======== Extrait présenté

Mon premier téléphone portable, c’était l’ancien téléphone de ma mère. Elle me l’a donné parce que je partais en colo pendant trois semaines, ça la rassurait… Parce que je partais pour la première fois toute seule, en dehors de ma famille et sans mes petits frères comme c’était un stage sportif pour les plus de 10 ans… Du coup, j’ai même pas eu à demander, c’est elle qui me l’a donné comme ça, direct… J’étais hyper contente, c’était pour se rassurer en se disant que je pourrais la prévenir si j’avais un problème, c’était aussi un peu pour me contrôler je pense… mais moi, je trouve que ça montrait qu’elle me faisait confiance et qu’elle me trouvait assez grande pour me débrouiller toute seule.

================
======== Données fournies

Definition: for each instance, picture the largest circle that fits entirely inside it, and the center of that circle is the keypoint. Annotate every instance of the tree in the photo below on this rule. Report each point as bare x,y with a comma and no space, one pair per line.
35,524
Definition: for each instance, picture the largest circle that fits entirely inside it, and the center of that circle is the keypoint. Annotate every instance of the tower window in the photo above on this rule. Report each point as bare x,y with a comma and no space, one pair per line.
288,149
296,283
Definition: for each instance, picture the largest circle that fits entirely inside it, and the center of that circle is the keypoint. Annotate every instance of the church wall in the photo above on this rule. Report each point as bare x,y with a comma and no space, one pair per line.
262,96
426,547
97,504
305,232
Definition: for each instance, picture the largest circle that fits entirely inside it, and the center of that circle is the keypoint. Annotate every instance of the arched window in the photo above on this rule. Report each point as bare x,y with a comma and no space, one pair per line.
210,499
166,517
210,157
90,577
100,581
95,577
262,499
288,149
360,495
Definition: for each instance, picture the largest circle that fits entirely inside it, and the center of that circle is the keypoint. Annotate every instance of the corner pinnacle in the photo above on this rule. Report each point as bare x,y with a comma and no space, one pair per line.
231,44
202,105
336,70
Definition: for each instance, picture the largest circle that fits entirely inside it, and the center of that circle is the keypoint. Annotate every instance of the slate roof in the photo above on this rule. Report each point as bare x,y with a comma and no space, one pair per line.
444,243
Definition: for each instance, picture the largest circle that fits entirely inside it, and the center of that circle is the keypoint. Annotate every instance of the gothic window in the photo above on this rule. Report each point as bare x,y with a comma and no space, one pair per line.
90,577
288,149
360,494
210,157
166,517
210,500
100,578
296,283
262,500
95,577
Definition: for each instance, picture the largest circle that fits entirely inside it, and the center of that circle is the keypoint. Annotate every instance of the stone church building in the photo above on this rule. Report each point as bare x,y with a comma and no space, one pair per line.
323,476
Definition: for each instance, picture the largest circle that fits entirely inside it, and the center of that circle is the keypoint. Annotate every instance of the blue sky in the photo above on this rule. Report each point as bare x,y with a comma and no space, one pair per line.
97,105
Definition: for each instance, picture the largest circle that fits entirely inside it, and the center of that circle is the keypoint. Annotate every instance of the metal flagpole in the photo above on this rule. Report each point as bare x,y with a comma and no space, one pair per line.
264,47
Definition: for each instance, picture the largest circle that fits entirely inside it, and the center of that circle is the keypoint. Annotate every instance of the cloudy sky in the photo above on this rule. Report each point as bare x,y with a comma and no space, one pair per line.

================

* **Objectif visé A**
Mettez à jour un passage de l'extrait sur le premier téléphone portable : commencez aux mots « Mon premier téléphone » et arrêtez-vous après « débrouiller toute seule. ». Dans ce passage, remplacez « colo » par « colonie de vacances ».
* **Objectif visé B**
D'après l'extrait présenté, combien de temps durait la colo ?

* **Résultat obtenu A**
Mon premier téléphone portable, c’était l’ancien téléphone de ma mère. Elle me l’a donné parce que je partais en colonie de vacances pendant trois semaines, ça la rassurait… Parce que je partais pour la première fois toute seule, en dehors de ma famille et sans mes petits frères comme c’était un stage sportif pour les plus de 10 ans… Du coup, j’ai même pas eu à demander, c’est elle qui me l’a donné comme ça, direct… J’étais hyper contente, c’était pour se rassurer en se disant que je pourrais la prévenir si j’avais un problème, c’était aussi un peu pour me contrôler je pense… mais moi, je trouve que ça montrait qu’elle me faisait confiance et qu’elle me trouvait assez grande pour me débrouiller toute seule.

* **Résultat obtenu B**
Trois semaines.